◆ Short problem
Put the records starting at the line containing "Task: Where can the white plastic" and ending at the line containing "[[479, 296]]" into a two-column CSV headed request and answer, one row per record. Enclose each field in quotation marks and replace every line break with a space.

◆ Input rows
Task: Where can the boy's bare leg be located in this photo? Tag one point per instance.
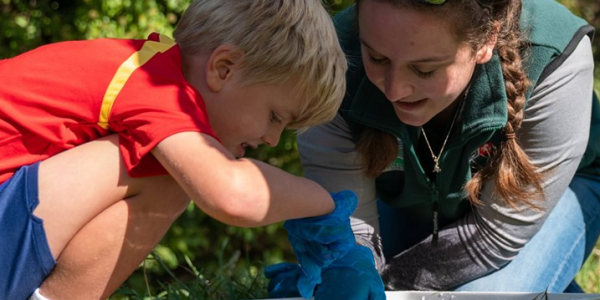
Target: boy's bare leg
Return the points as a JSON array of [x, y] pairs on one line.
[[113, 221]]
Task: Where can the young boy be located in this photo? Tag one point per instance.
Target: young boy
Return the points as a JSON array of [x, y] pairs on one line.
[[103, 142]]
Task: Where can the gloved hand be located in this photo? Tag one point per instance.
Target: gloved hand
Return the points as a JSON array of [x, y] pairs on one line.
[[318, 241], [283, 280], [350, 277]]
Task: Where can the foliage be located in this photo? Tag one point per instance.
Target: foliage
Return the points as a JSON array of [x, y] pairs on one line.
[[223, 253]]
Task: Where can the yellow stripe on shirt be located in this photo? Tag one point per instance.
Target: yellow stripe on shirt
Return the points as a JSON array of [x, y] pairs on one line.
[[136, 60]]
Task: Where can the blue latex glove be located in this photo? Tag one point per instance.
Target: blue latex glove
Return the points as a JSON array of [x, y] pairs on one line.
[[318, 241], [283, 280], [350, 277]]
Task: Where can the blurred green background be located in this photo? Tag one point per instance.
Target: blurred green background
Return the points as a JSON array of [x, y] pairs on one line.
[[196, 247]]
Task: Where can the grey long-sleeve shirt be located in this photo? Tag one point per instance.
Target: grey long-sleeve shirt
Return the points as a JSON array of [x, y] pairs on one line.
[[554, 134]]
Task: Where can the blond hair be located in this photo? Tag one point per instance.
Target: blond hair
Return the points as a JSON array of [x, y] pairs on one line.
[[281, 40]]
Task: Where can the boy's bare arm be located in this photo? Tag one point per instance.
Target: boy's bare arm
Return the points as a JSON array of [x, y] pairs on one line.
[[240, 192]]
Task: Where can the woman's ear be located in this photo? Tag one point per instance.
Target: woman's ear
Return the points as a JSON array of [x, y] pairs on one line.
[[222, 63], [484, 54]]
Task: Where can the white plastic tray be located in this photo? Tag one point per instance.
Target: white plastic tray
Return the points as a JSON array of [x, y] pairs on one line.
[[479, 296]]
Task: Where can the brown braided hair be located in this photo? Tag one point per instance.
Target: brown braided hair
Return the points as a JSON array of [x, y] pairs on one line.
[[477, 22]]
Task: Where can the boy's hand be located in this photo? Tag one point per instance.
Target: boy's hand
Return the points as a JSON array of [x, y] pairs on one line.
[[351, 277], [318, 241]]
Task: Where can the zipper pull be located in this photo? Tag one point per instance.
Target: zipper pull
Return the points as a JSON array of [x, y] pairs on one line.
[[434, 239]]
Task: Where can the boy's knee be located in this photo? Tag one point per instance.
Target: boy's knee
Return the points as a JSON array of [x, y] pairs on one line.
[[162, 195]]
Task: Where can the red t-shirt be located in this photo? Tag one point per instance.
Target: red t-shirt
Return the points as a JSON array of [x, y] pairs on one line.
[[61, 95]]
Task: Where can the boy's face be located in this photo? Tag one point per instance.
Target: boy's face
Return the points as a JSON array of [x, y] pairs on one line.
[[250, 115]]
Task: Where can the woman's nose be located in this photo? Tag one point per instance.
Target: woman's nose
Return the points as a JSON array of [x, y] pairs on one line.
[[397, 87]]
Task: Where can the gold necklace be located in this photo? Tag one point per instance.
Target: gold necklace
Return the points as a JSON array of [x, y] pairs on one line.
[[436, 159]]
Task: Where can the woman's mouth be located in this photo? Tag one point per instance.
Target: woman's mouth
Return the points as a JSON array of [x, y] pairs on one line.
[[410, 106]]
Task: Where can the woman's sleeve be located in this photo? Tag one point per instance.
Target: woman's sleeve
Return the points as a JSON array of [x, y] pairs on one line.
[[328, 156], [554, 135]]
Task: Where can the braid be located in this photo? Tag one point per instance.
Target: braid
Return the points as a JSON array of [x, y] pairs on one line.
[[516, 178]]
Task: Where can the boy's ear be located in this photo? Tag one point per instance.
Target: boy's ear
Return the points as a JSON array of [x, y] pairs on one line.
[[223, 62]]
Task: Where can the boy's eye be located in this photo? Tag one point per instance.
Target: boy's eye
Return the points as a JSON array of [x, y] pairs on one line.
[[275, 118], [422, 74]]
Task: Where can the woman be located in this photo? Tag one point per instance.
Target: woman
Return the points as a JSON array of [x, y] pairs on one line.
[[465, 133]]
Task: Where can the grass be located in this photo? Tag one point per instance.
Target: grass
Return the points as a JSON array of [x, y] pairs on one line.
[[589, 275], [239, 279]]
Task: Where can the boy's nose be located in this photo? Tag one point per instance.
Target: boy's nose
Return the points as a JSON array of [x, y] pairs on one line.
[[271, 138], [396, 86]]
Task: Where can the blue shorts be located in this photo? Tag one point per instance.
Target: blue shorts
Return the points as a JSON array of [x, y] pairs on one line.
[[25, 257]]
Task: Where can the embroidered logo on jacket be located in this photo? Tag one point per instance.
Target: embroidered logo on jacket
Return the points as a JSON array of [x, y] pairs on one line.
[[398, 163]]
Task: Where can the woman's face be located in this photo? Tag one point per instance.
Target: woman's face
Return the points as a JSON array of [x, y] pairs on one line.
[[415, 60]]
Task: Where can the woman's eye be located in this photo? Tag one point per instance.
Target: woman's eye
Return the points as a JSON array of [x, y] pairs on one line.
[[275, 118], [423, 74]]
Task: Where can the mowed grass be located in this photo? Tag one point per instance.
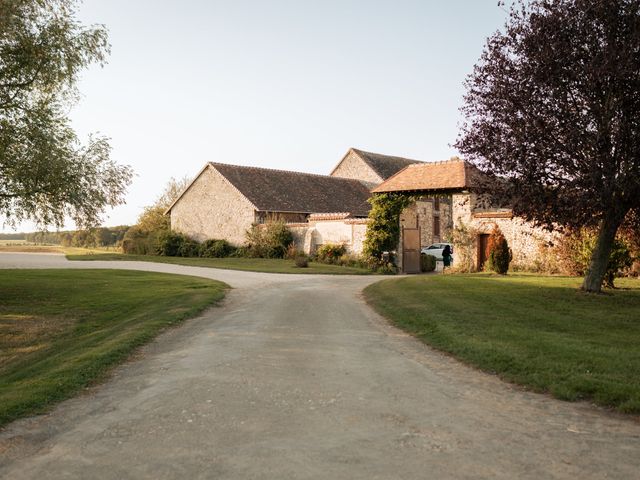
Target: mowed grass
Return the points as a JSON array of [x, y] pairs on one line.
[[61, 330], [269, 265], [540, 332]]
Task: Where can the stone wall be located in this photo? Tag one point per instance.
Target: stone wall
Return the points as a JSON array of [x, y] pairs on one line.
[[525, 240], [424, 213], [349, 232], [213, 208], [352, 166]]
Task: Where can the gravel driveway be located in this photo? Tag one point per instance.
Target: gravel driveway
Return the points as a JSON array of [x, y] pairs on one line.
[[294, 377]]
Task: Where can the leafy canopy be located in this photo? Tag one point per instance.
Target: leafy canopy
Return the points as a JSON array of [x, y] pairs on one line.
[[45, 172], [553, 106]]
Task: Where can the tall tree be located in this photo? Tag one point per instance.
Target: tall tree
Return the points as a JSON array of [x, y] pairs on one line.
[[45, 173], [553, 107]]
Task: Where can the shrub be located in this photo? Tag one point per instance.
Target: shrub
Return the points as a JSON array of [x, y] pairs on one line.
[[575, 255], [499, 252], [173, 244], [464, 238], [189, 248], [293, 252], [139, 242], [383, 230], [427, 263], [330, 253], [213, 248], [302, 261], [270, 240]]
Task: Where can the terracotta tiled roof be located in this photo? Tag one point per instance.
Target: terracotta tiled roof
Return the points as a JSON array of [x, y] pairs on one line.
[[452, 174], [283, 191], [384, 165]]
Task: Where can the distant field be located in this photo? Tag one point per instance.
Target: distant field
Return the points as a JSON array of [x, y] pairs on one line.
[[269, 265], [61, 330], [26, 247]]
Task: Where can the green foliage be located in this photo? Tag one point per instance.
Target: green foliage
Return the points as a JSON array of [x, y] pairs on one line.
[[139, 242], [464, 238], [541, 332], [330, 253], [577, 246], [301, 261], [45, 174], [189, 248], [153, 217], [270, 240], [383, 229], [620, 259], [500, 255], [427, 263], [213, 248]]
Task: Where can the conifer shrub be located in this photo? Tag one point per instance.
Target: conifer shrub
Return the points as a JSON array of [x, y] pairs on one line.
[[499, 252], [189, 248], [427, 263], [301, 260], [330, 253]]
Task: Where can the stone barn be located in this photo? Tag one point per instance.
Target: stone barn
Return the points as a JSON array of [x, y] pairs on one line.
[[223, 201], [446, 197]]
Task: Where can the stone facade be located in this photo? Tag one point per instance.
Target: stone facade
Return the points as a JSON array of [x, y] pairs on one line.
[[525, 239], [433, 215], [335, 229], [352, 166], [213, 208]]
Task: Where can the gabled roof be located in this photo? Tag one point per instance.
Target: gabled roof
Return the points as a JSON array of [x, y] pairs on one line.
[[384, 165], [285, 191], [454, 174]]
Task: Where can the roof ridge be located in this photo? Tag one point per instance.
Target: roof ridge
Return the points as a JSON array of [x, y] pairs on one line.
[[251, 167], [357, 150], [440, 162]]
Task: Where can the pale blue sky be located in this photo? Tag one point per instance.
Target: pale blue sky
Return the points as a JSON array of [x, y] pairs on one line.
[[277, 84]]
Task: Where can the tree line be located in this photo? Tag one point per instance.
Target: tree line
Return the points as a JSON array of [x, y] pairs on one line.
[[88, 238]]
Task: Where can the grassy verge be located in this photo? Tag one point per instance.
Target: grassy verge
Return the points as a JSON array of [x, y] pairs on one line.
[[60, 330], [270, 265], [540, 332]]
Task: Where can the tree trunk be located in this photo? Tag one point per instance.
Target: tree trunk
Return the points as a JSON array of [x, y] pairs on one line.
[[600, 256]]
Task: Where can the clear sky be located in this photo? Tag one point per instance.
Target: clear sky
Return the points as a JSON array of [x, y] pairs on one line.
[[276, 83]]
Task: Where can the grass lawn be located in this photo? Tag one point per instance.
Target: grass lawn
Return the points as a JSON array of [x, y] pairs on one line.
[[60, 330], [540, 332], [270, 265]]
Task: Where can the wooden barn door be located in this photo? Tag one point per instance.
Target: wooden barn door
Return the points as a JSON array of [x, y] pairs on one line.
[[483, 250], [411, 250]]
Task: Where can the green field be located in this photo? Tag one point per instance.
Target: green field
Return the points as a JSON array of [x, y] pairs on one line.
[[269, 265], [540, 332], [61, 330]]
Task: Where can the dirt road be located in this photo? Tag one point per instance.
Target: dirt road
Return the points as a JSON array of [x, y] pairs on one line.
[[295, 377]]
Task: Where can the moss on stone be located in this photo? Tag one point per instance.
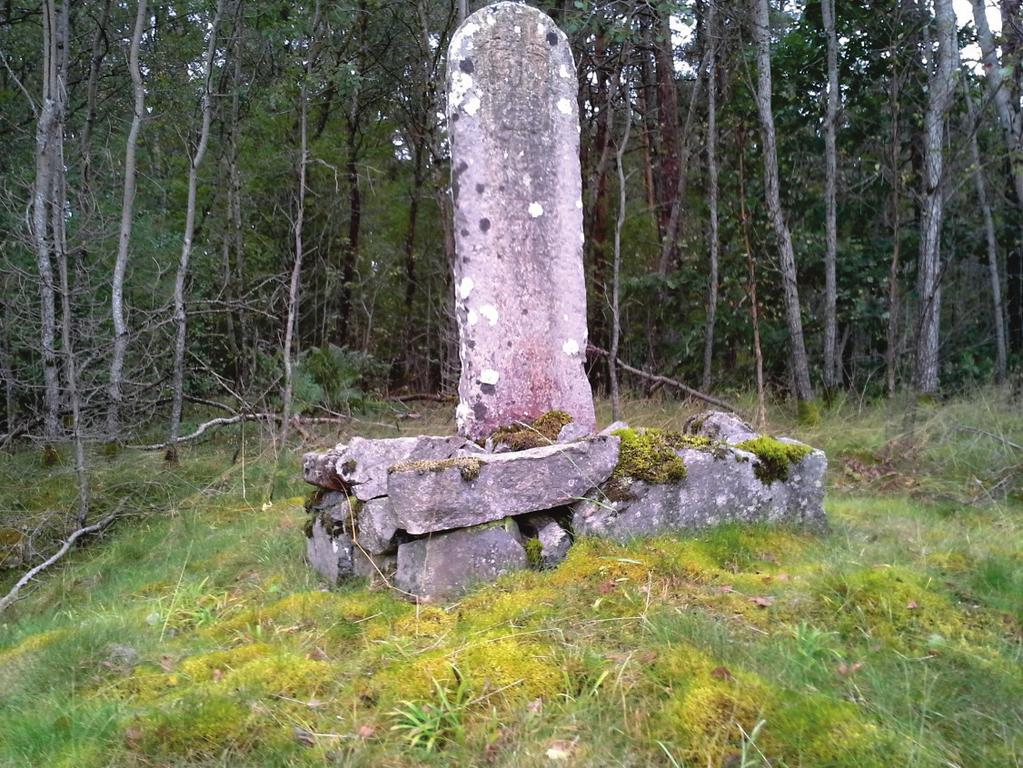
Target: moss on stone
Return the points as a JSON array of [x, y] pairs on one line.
[[649, 455], [468, 466], [773, 457], [542, 431], [534, 552]]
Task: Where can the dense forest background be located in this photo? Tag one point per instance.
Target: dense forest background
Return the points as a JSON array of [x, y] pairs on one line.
[[247, 204]]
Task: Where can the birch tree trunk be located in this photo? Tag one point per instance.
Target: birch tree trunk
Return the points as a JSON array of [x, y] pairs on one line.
[[797, 348], [124, 237], [48, 128], [998, 92], [180, 317], [616, 325], [1001, 352], [711, 191], [831, 174], [929, 277]]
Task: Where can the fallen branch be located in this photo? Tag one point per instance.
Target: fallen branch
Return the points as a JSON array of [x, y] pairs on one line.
[[65, 547], [425, 396], [664, 380], [228, 420], [213, 422]]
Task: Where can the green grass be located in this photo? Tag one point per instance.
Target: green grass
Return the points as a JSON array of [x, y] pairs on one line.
[[193, 634]]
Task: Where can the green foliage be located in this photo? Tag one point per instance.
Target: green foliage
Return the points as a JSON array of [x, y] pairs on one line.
[[773, 457], [335, 378], [649, 455], [892, 641], [431, 725]]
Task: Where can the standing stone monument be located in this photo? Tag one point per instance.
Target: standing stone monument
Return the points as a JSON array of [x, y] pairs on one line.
[[520, 288], [433, 515]]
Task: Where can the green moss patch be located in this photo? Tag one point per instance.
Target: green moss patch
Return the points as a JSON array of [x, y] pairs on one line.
[[542, 431], [468, 466], [773, 457], [649, 455]]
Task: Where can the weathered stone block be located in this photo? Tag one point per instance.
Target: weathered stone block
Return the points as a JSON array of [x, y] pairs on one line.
[[362, 464], [445, 565], [720, 487], [335, 556], [440, 496]]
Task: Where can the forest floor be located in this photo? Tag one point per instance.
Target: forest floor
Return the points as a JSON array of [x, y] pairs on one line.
[[193, 633]]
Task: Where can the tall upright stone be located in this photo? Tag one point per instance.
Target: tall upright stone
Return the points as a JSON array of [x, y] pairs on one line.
[[520, 288]]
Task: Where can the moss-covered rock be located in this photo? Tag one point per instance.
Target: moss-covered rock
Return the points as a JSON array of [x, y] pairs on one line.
[[542, 431], [468, 466], [773, 457], [650, 455]]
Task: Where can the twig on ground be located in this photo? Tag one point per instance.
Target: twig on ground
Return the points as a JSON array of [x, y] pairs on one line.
[[65, 547]]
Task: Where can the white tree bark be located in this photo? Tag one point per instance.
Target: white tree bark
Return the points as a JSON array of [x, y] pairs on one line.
[[180, 317], [831, 176], [124, 237], [48, 128], [797, 347], [932, 209], [997, 89], [1001, 351], [300, 212], [711, 192], [616, 320]]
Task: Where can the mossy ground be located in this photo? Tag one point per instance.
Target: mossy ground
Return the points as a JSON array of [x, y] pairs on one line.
[[194, 635]]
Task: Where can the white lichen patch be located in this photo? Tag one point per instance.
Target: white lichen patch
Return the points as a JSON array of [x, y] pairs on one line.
[[460, 84], [489, 313]]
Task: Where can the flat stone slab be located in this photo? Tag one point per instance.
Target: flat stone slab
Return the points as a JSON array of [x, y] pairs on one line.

◆ Answer below
request,answer
"Task: Where can the white plastic tray be located in this photo? Tag one point per instance. Target: white plastic tray Return the points as a JSON array of [x, y] pairs on one line.","[[479, 296]]"